== Excerpt to read ==
┏━━
Video game and esports exchange-traded funds are getting plenty of love this year and rightfully, but software sales surging owing to coronavirus shelter-in-place directives, the esports in these funds is going overlooked.
What Happened: That should be a temporary condition because as the VanEck Vectors Video Gaming and eSports ETF ESPO proves, the esports space is firing on all cylinders, putting this fund among the best thematic ETFs this year.
ESPO is higher by 57.64% year to date. Yes, semiconductor names and video game publishers are propelling that run, but so is esports growth.
“According to Newzoo, out of the $159 billion in revenue that the global video gaming industry is expected to generate in 2020, roughly $1.1 billion will be generated by esports,” said VanEck in a recent note. “In other words, the global video gaming industry should generate around 144 times the revenue of the global esports industry in 2020.”
Why It's Important: Proving that investors will allocate to the esports theme, ESPO is about two months shy of its second birthday and has $441.1 million in assets under management. Of that total, nearly $269 million has flowed into the fund just this year.
It's easy to conflate video game publishers and esports operators, but the truth these segments are intersecting and that intersection brings with it opportunities for investors.
┗━━
== Supplied information ==
┏━━
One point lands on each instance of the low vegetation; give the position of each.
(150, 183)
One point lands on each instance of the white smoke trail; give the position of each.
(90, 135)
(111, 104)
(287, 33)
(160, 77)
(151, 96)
┗━━
== Assigned task 1 ==
How would you render this sentence from the esports ETF article in Spanish: "Proving that investors will allocate to the esports theme, ESPO is about two months shy of its second birthday and has $441.1 million in assets under management."
== Assigned task 2 ==
Reproduce the esports ETF article from "Why It's Important: Proving" up to and including "just this year.".
== Assigned task 3 ==
Answer these from the esports ETF article:
(a) By what percentage is ESPO higher year to date?
(b) According to Newzoo, roughly how much revenue will esports generate in 2020?
(c) How much money has flowed into the fund this year?

== Expected output 1 ==
Demostrando que los inversores destinarán fondos a la temática de los esports, ESPO está a unos dos meses de cumplir su segundo aniversario y tiene 441,1 millones de dólares en activos bajo gestión.

== Expected output 2 ==
Why It's Important: Proving that investors will allocate to the esports theme, ESPO is about two months shy of its second birthday and has $441.1 million in assets under management. Of that total, nearly $269 million has flowed into the fund just this year.

== Expected output 3 ==
(a) 57.64%
(b) Roughly $1.1 billion
(c) Nearly $269 million